● **Region pointing data**:
*** Begin section ***
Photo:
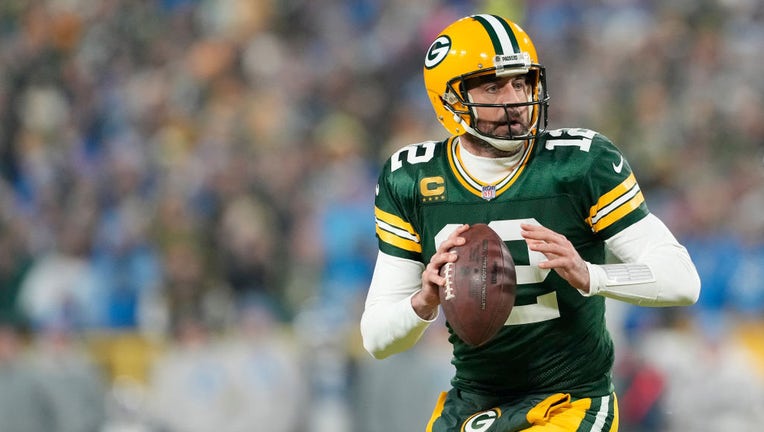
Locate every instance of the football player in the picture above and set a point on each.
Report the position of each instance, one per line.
(569, 208)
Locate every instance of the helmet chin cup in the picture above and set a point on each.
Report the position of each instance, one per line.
(506, 145)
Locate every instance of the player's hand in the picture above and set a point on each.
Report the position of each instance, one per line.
(561, 256)
(426, 301)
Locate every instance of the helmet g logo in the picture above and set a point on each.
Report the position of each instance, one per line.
(437, 52)
(481, 421)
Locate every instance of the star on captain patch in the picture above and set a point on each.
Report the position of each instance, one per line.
(489, 192)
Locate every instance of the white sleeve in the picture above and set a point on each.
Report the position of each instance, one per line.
(655, 269)
(389, 324)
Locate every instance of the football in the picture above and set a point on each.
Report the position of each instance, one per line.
(480, 286)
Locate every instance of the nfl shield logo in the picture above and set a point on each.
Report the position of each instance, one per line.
(489, 192)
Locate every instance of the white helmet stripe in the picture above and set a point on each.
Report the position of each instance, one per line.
(504, 40)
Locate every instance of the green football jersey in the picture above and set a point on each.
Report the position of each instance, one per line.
(573, 181)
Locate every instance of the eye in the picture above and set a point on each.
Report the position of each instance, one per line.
(491, 88)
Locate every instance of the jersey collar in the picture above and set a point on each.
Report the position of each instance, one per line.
(487, 191)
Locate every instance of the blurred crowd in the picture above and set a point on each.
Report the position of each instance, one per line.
(186, 205)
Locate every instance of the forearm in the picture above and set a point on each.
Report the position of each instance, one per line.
(389, 324)
(655, 270)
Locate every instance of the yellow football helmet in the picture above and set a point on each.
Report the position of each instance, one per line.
(479, 45)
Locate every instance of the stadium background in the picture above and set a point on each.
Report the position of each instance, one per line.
(186, 227)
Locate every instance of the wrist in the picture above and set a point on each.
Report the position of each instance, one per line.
(426, 310)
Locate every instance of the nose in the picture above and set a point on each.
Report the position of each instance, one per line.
(509, 94)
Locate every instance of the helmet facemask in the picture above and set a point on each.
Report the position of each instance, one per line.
(458, 101)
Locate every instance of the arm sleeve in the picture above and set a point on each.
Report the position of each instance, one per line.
(654, 269)
(389, 324)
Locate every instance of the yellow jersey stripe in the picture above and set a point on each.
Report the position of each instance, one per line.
(397, 232)
(394, 221)
(612, 195)
(397, 241)
(619, 212)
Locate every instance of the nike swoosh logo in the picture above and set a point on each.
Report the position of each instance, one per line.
(619, 167)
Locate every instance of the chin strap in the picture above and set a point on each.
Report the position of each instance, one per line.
(501, 144)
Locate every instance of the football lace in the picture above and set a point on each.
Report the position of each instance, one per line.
(449, 275)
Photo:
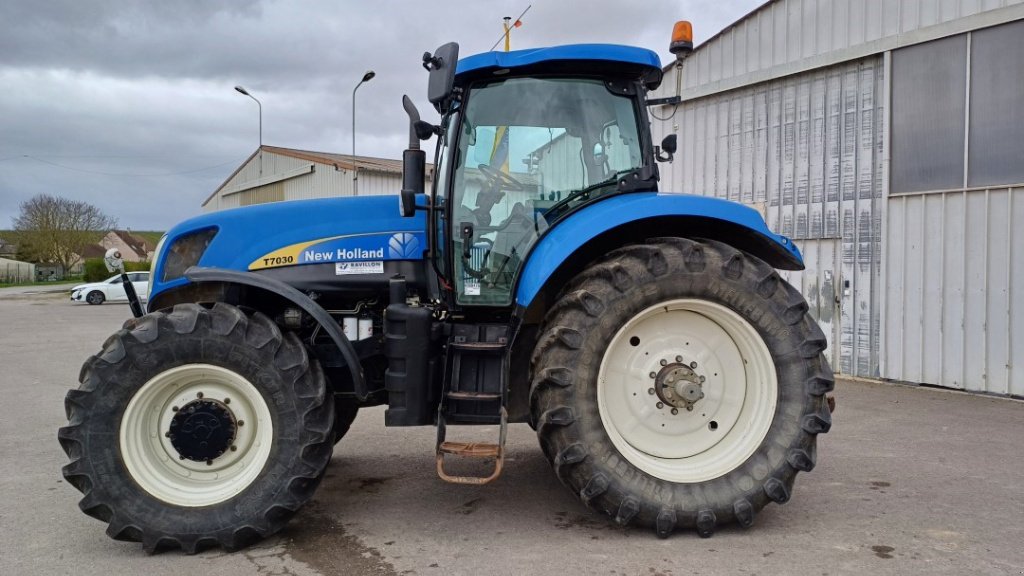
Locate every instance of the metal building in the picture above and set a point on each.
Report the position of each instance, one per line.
*** End section ***
● **Work instructions**: Print the records above verbatim, pictures excluded.

● **Problem solution**:
Photo:
Locate every instance of the football player in the picture above and set a point on each.
Report the position of each instance, one per line.
(569, 208)
Locate every instance of the helmet chin cup in the picture above and set a point on each.
Report the position of each instance, one per line.
(506, 145)
Locate every instance of the player's hand in the picture above and set a point on each.
Report the position of each instance, one per line.
(561, 256)
(426, 301)
Locate every instance of the helmet g logo in the picture above and set a point on each.
Report the position of each instance, one per line.
(437, 52)
(481, 421)
Locate every instance of the star on captain patch in the picture above and set a point on each.
Report the position of each instance, one per line.
(489, 192)
Locate every instance of the white sleeve in the picture above and set a point on each.
Report the position of each instance, one per line.
(655, 269)
(389, 324)
Locate every instance of the football in the picture above and set a point on each.
Report the position of each instance, one per line.
(480, 286)
Locate every instance of the nfl shield logo in the picture above and set a point on each.
Report the position of each instance, one per line.
(489, 192)
Locate every instance of the white helmet stripe in the picture above and set a point on each.
Report the position of each instance, one per line.
(504, 40)
Locate every instance of the green football jersey in the picture above and set a point on each.
Report the position of each instance, one per line.
(573, 181)
Locate every instance of the eye in the picture above and set a point on each.
Report the position of each instance, one per line.
(491, 88)
Locate every instance of the jersey collar in the picture above and set a point on each.
Report the position of each instance, one per line.
(487, 191)
Locate every instance of the blurred crowd in the picture above and set a point on each.
Report the position of each instance, one per line.
(186, 205)
Locate every instance of the forearm in the picture above and set a point on each.
Report the position of each instance, one per line.
(389, 324)
(655, 270)
Locate every instance of the yellow football helmet in the picture above and set a point on each.
Report the position of each instance, one per line.
(479, 45)
Locate every instance of the stadium background in the picture above and set a point on each.
Report the position of each instance, one per line.
(186, 227)
Locate every instance of the wrist in the picture above and set a point on each.
Report the position of each instance, one per line.
(426, 310)
Locate every instance of the nose in the picture above and set a point on each.
Report the position of each instance, one per line.
(509, 94)
Locate every instance of the helmet facemask in the picture above and set a point on each.
Report the position of each instance, one per line.
(458, 101)
Locate every instance of the arm sleeve in the picture above and set a point on each.
Report the position of each instance, one per line.
(654, 269)
(389, 324)
Locate every instance of the yellow jersey stripe in the picture above and set a point on each.
Report the position of each instance, one per line.
(397, 232)
(394, 221)
(612, 195)
(397, 241)
(619, 212)
Locate every instance of the nike swoosh logo in the picture above and set a point on each.
Report the position of each instance, one per line.
(619, 167)
Locate every instance of the chin strap in the picture above and set a point on each.
Report the position of each instance, one per line.
(501, 144)
Locate every instance of the football lace in the picture above and set a point on each.
Report the position of each instance, one per line.
(449, 275)
Photo:
Locate every instance of the metal building in the picture above and set a point on each.
Report the position of each instance, one per line.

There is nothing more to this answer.